WRITTEN EXERCISE 1:
Repeat the passage of the KSM email below word for word, starting at "But, If you" and ending at "ksm_do_scan(unsigned int scan_npages)".
★ ★ ★ ★ ★ ★ ★
From: Izik Eidus <ieidus@redhat.com>
To: Hugh Dickins <hugh.dickins@tiscali.co.uk>
Cc: Andrea Arcangeli <aarcange@redhat.com>,
Rik van Riel <riel@redhat.com>, Chris Wright <chrisw@redhat.com>,
Nick Piggin <nickpiggin@yahoo.com.au>,
Andrew Morton <akpm@linux-foundation.org>,
linux-kernel@vger.kernel.org, linux-mm@kvack.org
Subject: Re: KSM: current madvise rollup
Date: Mon, 13 Jul 2009 21:28:21 +0300 [thread overview]
Message-ID: <4A5B7CC5.4030908@redhat.com> (raw)
In-Reply-To: <Pine.LNX.4.64.0907121459150.7417@sister.anvils>
Hugh Dickins wrote:
> On Sun, 12 Jul 2009, Izik Eidus wrote:
>
>> On Sat, 11 Jul 2009 20:22:11 +0100 (BST)
>> Hugh Dickins <hugh.dickins@tiscali.co.uk> wrote:
>>
>>> We may want to do that anyway. It concerned me a lot when I was
>>> first testing (and often saw kernel_pages_allocated greater than
>>> pages_shared - probably because of the original KSM's eagerness to
>>> merge forked pages, though I think there may have been more to it
>>> than that). But seems much less of an issue now (that ratio is much
>>> healthier), and even less of an issue once KSM pages can be swapped.
>>> So I'm not bothering about it at the moment, but it may make sense.
>>>
>
> I realized since writing that with the current statistics you really
> cannot tell how big an issue the orphaned (count 1) KSM pages are -
> good sharing of a few will completely hide non-sharing of many.
>
> But I've hacked in more stats (not something I'd care to share yet!),
> and those confirm that for my loads at least, the orphaned KSM pages
> are few compared with the shared ones.
>
>
>> We could add patch like the below, but I think we should leave it as it
>> is now,
>>
>
> I agree we should leave it as is for now. My guess is that we'll
> prefer to leave them around, until approaching max_kernel_pages_alloc,
> pruning them only at that stage (rather as we free swap more aggressively
> when it's 50% full). There may be benefit in not removing them too soon,
> there may be benefit in holding on to stable pages for longer (holding a
> reference in the stable tree for a while). Or maybe not, just an idea.
>
Well, I personaly dont see any real soultion to this problem without
real swapping support,
So for now I dont mind not to deal with it at all (as long as the admin
can decide how many unswappable pages he allow)
But, If you have a stronger opnion than me for that case, I really dont
care to change it.
>
>> and solve it all (like you have said) with the ksm pages
>> swapping support in next kernel release.
>> (Right now ksm can limit itself with max_kernel_pages_alloc)
>>
>> diff --git a/mm/ksm.c b/mm/ksm.c
>> index a0fbdb2..ee80861 100644
>> --- a/mm/ksm.c
>> +++ b/mm/ksm.c
>> @@ -1261,8 +1261,13 @@ static void ksm_do_scan(unsigned int scan_npages)
★ ★ ★ ★ ★ ★ ★
WRITTEN EXERCISE 2:
Find every line in the listing below that contains the word "child", and copy each of those lines.

RECORDS PROVIDED:
★ ★ ★ ★ ★ ★ ★
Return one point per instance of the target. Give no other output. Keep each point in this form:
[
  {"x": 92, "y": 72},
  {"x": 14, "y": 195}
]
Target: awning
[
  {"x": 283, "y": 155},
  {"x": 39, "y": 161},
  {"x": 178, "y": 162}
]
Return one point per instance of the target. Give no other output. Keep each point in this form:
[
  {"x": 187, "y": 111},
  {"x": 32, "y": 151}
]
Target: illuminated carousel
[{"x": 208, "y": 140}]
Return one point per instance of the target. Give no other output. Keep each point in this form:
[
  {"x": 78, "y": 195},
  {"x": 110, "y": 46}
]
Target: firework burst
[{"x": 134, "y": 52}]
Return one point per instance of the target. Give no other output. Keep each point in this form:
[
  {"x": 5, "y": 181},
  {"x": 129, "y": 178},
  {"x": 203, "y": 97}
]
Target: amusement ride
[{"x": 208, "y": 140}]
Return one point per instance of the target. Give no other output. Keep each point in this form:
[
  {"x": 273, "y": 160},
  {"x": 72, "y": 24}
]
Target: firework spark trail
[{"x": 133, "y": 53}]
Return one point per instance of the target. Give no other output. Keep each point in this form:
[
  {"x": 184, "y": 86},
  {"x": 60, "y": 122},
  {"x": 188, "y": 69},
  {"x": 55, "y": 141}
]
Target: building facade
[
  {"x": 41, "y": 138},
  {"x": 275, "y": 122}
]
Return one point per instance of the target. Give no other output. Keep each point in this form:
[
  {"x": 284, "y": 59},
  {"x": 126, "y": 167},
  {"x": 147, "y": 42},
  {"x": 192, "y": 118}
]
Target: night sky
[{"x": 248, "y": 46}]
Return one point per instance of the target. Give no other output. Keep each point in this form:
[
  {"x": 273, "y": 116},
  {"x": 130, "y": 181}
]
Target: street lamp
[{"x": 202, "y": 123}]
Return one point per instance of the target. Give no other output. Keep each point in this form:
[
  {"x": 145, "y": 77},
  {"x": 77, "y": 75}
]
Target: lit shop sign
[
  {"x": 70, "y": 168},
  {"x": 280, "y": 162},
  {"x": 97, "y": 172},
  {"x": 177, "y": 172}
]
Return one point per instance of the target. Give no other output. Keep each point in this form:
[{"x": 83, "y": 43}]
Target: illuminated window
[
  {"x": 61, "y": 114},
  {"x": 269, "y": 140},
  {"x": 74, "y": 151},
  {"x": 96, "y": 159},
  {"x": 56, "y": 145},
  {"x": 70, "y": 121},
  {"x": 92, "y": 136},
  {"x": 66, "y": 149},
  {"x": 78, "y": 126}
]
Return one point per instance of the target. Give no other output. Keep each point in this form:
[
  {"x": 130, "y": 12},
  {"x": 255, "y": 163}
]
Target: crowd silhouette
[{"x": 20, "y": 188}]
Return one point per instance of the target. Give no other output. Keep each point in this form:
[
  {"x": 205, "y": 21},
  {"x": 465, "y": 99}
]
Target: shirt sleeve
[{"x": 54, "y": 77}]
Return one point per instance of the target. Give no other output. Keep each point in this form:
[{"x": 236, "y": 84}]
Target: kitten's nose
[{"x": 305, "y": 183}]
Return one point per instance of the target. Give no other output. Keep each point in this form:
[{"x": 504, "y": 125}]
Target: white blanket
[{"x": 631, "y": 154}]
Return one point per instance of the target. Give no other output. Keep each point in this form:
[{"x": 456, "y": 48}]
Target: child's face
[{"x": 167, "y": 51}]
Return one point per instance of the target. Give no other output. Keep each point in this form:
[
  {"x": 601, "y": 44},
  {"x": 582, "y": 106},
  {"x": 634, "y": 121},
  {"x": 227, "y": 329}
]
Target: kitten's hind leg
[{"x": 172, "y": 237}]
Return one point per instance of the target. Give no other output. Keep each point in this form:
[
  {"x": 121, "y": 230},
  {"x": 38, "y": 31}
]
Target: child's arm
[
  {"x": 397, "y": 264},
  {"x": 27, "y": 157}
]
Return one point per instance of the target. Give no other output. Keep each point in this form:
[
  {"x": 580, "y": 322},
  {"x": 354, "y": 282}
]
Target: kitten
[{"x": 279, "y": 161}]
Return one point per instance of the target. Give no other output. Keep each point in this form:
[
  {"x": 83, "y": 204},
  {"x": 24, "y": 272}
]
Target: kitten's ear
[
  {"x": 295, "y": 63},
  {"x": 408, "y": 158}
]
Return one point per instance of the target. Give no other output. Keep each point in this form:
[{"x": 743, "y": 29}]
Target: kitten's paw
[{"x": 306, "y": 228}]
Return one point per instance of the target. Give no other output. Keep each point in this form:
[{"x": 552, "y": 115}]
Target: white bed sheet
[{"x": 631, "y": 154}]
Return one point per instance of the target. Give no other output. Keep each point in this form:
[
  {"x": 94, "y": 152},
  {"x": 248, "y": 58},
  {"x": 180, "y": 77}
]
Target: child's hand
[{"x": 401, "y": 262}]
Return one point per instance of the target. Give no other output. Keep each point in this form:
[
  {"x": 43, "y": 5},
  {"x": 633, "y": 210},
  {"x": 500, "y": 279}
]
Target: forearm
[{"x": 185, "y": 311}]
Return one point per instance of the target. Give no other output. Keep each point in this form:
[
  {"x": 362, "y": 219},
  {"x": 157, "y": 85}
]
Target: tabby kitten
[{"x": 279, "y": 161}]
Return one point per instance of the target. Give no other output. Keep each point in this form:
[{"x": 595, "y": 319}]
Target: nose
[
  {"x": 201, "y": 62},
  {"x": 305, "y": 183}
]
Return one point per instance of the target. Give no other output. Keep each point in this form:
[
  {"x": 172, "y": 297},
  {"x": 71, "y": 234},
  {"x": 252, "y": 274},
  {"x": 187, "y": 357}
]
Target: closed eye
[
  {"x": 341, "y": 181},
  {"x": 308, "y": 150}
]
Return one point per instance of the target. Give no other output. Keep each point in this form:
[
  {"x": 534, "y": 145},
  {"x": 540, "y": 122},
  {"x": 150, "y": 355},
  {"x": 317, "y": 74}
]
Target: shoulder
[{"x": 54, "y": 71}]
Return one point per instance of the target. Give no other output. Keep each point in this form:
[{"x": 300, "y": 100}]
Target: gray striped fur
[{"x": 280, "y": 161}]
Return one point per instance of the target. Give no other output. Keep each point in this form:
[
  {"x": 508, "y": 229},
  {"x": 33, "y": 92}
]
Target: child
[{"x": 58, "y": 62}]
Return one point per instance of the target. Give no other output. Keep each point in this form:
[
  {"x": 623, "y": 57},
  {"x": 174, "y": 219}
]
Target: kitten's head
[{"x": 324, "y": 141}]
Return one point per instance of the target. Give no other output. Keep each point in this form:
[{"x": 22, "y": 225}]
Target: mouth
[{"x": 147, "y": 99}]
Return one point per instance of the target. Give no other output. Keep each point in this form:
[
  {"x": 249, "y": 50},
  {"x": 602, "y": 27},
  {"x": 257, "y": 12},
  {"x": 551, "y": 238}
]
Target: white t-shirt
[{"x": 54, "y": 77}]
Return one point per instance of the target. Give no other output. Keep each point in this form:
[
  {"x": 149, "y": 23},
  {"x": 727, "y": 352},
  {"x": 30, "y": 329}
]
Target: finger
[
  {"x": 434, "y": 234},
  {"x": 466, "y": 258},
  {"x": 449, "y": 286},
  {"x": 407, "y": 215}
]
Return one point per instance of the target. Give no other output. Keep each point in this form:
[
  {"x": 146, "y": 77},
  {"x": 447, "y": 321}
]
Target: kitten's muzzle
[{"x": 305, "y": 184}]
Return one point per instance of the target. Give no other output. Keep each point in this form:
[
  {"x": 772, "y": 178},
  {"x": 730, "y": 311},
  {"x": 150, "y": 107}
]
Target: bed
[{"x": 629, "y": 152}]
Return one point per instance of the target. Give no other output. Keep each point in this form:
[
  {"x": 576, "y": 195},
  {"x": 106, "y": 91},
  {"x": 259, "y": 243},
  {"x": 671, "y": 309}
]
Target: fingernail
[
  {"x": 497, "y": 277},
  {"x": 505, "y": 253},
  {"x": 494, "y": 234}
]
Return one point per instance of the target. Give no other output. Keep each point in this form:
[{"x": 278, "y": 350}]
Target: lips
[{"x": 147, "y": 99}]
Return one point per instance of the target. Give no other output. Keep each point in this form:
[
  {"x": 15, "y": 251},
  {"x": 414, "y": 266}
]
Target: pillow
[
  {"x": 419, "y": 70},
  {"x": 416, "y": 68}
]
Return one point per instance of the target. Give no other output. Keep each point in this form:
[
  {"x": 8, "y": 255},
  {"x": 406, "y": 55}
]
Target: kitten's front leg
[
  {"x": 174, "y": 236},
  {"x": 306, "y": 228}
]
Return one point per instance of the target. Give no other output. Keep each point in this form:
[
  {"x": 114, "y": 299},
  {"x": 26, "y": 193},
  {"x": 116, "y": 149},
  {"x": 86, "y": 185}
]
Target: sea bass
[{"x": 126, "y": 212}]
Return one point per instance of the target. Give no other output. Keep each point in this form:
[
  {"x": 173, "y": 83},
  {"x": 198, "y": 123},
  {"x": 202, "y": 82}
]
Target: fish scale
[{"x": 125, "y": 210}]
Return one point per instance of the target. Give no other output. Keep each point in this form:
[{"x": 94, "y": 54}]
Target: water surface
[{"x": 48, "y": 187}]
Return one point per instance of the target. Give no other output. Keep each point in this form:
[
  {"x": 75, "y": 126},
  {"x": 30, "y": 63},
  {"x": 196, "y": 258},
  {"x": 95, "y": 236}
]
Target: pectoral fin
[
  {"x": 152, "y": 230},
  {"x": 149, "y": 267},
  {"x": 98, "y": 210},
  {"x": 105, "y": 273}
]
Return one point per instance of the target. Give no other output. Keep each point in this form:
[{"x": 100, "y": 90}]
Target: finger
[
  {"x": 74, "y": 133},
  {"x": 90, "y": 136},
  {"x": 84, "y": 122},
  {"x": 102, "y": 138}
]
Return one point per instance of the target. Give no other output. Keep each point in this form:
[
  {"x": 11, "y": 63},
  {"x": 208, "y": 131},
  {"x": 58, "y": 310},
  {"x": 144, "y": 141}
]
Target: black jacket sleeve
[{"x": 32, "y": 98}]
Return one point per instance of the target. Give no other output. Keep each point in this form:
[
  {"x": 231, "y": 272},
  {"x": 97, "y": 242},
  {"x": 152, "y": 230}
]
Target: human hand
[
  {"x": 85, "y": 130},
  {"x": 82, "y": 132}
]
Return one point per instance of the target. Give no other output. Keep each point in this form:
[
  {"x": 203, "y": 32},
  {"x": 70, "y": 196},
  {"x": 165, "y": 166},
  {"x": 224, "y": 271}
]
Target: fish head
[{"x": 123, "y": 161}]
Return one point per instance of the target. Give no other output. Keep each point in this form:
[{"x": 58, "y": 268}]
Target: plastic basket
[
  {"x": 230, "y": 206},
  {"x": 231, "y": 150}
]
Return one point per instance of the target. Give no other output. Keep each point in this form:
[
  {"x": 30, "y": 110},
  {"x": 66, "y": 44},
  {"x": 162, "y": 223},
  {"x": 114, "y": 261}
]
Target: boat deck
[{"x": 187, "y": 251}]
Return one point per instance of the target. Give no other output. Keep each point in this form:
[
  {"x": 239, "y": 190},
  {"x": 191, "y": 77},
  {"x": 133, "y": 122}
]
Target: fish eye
★ ★ ★ ★ ★ ★ ★
TASK RESULT 1:
But, If you have a stronger opnion than me for that case, I really dont
care to change it.
>
>> and solve it all (like you have said) with the ksm pages
>> swapping support in next kernel release.
>> (Right now ksm can limit itself with max_kernel_pages_alloc)
>>
>> diff --git a/mm/ksm.c b/mm/ksm.c
>> index a0fbdb2..ee80861 100644
>> --- a/mm/ksm.c
>> +++ b/mm/ksm.c
>> @@ -1261,8 +1261,13 @@ static void ksm_do_scan(unsigned int scan_npages)

TASK RESULT 2:
Target: child's face
Target: child's arm
Target: child's hand
Target: child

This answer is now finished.